DATA UNDER STUDY:

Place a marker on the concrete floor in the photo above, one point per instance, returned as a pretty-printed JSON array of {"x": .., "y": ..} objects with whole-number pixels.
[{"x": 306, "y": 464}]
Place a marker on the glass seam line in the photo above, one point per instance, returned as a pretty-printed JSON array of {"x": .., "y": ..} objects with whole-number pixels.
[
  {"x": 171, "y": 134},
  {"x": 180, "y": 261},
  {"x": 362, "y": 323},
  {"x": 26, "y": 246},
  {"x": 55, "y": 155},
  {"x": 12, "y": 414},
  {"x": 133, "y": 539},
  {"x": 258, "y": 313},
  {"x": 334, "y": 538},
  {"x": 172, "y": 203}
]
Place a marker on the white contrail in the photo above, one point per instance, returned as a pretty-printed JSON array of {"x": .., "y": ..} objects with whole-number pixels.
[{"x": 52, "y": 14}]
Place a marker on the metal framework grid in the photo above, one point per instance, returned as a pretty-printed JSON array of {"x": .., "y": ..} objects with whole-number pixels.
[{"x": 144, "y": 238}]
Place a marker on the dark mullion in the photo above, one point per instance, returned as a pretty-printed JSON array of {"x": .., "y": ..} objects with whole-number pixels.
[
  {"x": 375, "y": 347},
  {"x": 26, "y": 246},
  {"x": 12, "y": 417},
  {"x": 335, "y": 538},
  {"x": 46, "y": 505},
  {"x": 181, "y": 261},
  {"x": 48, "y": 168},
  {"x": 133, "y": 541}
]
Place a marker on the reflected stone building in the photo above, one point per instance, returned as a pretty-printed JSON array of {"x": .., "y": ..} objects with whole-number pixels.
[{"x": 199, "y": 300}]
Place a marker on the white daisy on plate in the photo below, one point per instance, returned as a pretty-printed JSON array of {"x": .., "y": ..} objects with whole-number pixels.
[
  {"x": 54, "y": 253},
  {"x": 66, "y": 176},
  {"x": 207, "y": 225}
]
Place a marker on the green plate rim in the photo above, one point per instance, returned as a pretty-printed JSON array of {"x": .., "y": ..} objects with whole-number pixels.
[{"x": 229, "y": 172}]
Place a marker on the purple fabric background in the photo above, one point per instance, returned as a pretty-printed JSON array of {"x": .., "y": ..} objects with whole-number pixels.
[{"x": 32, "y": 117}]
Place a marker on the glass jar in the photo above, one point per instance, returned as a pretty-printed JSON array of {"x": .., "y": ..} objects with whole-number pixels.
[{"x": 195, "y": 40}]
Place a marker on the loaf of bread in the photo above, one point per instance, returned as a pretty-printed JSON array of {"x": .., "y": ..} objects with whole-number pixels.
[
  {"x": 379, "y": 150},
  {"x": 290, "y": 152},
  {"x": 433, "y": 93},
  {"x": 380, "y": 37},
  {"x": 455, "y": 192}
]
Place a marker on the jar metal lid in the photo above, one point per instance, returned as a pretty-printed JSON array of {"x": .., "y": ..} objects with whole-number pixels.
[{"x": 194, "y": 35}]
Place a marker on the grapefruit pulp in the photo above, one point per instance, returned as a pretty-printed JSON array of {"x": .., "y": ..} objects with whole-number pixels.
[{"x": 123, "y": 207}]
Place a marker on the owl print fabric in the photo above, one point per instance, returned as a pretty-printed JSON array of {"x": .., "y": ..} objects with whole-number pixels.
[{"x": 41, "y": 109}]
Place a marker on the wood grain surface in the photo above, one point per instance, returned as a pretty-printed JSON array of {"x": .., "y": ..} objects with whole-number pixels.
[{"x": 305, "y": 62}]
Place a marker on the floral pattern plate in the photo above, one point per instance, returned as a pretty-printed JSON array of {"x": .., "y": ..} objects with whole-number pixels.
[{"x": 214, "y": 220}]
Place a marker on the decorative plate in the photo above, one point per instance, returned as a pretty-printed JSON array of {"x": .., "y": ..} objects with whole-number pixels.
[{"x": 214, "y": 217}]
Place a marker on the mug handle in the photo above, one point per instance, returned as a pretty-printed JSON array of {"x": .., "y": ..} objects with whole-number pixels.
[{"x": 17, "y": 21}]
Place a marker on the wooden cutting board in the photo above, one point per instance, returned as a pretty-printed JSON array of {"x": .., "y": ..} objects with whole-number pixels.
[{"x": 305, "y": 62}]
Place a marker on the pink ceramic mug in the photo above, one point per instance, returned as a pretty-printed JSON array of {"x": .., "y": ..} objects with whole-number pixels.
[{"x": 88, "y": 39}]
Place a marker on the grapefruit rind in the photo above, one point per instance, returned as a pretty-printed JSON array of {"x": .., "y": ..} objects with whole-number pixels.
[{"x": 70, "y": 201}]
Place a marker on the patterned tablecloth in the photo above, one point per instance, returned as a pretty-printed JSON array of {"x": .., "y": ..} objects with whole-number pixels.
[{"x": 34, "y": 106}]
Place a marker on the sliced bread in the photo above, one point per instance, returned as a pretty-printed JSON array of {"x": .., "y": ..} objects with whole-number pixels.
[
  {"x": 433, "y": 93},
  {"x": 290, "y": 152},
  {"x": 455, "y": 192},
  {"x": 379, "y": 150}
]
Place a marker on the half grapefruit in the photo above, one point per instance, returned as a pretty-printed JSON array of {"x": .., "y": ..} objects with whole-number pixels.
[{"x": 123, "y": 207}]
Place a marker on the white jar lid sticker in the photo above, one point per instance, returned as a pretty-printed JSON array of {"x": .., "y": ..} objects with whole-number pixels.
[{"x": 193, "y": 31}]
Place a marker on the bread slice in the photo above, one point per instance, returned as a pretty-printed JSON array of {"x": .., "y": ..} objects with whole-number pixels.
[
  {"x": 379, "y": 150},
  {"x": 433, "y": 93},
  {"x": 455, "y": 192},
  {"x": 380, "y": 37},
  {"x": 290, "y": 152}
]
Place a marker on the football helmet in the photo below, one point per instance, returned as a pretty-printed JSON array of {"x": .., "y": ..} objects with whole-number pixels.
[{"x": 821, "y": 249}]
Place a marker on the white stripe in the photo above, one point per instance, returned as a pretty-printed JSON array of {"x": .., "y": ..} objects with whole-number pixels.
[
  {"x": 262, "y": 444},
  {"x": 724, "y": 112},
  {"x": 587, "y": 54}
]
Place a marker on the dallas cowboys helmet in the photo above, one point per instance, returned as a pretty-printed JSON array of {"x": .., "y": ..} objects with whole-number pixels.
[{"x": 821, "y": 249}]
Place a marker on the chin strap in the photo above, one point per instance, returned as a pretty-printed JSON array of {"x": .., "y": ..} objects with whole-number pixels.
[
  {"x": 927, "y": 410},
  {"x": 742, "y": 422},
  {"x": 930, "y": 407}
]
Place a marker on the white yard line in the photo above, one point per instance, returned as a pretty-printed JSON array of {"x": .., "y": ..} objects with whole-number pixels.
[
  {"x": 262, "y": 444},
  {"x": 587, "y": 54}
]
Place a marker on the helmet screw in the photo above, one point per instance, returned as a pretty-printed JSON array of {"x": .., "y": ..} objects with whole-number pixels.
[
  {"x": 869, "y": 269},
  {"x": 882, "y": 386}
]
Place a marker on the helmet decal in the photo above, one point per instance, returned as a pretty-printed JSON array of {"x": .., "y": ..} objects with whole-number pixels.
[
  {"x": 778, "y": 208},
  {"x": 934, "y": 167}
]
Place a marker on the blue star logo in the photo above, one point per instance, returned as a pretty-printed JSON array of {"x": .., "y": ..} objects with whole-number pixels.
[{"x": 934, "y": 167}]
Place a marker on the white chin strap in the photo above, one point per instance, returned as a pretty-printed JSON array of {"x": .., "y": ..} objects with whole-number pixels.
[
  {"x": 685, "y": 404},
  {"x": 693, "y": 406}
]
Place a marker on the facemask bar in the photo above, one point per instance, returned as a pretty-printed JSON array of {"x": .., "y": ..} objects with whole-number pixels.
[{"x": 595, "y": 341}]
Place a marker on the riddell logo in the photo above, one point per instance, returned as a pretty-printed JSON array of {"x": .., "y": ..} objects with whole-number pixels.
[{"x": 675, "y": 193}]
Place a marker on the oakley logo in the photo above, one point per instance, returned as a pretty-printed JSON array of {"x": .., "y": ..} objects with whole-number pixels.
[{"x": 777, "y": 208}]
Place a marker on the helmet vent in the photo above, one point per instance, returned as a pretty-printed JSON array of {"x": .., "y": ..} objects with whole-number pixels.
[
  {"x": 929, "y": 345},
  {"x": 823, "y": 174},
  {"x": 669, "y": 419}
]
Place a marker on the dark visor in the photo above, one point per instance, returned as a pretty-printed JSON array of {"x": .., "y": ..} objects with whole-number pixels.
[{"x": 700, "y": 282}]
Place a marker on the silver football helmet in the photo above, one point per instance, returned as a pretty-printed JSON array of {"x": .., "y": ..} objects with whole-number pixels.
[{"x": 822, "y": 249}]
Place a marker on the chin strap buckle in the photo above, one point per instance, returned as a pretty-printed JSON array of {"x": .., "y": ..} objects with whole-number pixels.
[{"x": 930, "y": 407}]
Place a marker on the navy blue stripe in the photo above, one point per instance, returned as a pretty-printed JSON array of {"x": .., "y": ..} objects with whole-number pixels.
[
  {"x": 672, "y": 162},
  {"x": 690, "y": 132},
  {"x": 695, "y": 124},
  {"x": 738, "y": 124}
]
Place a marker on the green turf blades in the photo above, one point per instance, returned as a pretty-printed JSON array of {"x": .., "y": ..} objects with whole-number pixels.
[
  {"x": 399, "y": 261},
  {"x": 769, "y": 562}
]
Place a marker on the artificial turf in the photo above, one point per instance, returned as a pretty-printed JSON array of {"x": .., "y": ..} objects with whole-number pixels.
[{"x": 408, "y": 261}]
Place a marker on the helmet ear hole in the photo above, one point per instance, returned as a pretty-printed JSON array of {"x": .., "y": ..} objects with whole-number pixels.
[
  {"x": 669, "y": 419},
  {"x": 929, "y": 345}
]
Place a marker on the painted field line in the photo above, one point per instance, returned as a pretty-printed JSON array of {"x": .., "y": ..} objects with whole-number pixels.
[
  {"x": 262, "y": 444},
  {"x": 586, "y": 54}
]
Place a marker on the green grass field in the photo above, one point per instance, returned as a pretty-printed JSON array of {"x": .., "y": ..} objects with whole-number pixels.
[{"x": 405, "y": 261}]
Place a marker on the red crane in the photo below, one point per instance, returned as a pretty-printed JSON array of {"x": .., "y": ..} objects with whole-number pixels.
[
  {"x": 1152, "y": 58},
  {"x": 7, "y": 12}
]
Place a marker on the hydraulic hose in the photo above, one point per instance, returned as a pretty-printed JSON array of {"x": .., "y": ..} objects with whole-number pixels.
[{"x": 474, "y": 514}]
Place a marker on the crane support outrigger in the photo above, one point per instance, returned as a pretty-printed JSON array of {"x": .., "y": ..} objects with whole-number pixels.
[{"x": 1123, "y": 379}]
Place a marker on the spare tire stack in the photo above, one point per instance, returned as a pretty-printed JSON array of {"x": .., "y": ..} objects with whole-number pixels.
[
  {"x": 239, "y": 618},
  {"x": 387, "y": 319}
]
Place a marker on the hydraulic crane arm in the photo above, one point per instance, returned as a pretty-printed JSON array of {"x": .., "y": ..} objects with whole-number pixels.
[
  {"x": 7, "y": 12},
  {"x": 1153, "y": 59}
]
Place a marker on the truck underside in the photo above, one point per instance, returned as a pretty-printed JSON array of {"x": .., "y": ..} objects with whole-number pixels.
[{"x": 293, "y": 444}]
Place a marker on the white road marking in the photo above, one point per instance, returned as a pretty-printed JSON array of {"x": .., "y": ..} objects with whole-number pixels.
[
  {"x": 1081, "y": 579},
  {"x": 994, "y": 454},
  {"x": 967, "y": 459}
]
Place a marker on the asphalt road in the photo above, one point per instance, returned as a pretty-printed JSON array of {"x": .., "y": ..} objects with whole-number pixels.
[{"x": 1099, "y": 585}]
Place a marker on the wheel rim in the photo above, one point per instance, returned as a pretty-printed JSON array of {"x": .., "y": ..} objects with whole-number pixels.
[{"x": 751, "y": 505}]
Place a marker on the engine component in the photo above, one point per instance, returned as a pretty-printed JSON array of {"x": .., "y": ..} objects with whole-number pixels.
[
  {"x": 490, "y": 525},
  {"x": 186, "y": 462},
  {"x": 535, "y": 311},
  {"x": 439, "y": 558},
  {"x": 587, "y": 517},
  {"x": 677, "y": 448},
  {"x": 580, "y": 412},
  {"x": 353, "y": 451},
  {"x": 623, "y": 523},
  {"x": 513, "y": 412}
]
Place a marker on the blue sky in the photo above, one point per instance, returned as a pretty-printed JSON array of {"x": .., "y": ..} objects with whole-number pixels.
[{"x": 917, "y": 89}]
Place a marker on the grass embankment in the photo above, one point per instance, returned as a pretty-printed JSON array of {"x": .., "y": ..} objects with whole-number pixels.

TASK ITEM: Reproduce only the lines from the line containing "Place a marker on the blue sky" to the last line of the material above, both of those lines included.

PROBLEM SOLUTION:
Place a marker on the blue sky in the photo above, one point per instance, returned as a pretty-printed JSON array of {"x": .., "y": ..} objects with whole-number pixels.
[{"x": 917, "y": 89}]
Place a marker on the grass embankment in the photo above, one point per instance, returned as a pretty-printed JSON array of {"x": .., "y": ..} objects with whole-number pixels.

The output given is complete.